===== INFORMATION GIVEN =====
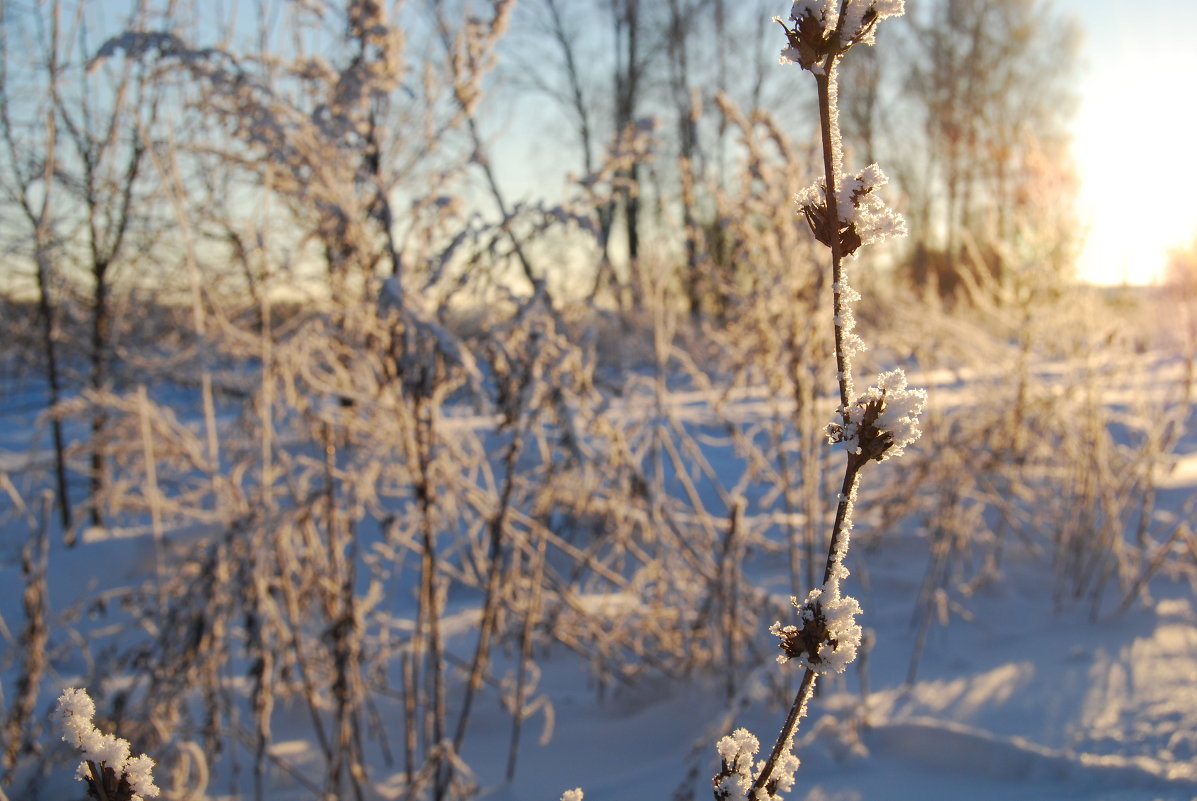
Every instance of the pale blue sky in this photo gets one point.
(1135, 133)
=====
===== INFORMATION GIVEN =====
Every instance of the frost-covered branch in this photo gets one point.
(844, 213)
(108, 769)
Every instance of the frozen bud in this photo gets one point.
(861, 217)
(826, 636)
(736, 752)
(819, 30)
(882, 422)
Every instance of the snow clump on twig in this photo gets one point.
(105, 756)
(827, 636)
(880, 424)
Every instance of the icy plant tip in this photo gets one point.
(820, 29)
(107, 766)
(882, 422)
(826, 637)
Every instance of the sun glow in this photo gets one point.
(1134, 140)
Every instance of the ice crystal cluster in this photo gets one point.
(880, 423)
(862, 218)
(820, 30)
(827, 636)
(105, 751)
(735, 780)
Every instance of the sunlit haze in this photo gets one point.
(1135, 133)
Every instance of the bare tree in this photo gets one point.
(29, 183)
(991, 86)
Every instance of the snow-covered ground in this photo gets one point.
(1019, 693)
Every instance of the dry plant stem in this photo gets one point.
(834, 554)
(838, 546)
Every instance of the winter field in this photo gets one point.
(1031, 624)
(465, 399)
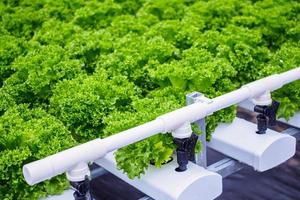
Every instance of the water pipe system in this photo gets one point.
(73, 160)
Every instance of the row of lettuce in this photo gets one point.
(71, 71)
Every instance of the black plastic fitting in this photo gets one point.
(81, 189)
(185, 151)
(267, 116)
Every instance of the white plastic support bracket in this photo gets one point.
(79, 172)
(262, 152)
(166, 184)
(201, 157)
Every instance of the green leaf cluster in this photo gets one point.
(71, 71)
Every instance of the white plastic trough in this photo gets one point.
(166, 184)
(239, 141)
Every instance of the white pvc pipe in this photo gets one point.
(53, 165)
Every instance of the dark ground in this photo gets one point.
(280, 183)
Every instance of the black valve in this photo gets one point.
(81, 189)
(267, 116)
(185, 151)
=====
▶ **PROBLEM TO WORK ON**
Reproduce verbatim the part of the records above that opens with the line containing "Every instance of the icy" and closes with the line containing "(1019, 693)", including both of those lines.

▶ **CORRECT OUTPUT**
Every instance of the icy plant tip in this photo gets one point.
(820, 29)
(107, 766)
(882, 422)
(826, 637)
Every instance of the sun glow in this photo gets one point.
(1134, 140)
Every instance of the ice crystal cluster in this photo gets one point.
(880, 423)
(862, 218)
(820, 30)
(827, 636)
(105, 751)
(735, 780)
Every instance of the sunlit haze in this photo gets one point.
(1135, 133)
Every instance of the bare tree in this photo gets one point.
(29, 183)
(991, 86)
Every instance of the snow-covered ground in this photo gets one point.
(1019, 693)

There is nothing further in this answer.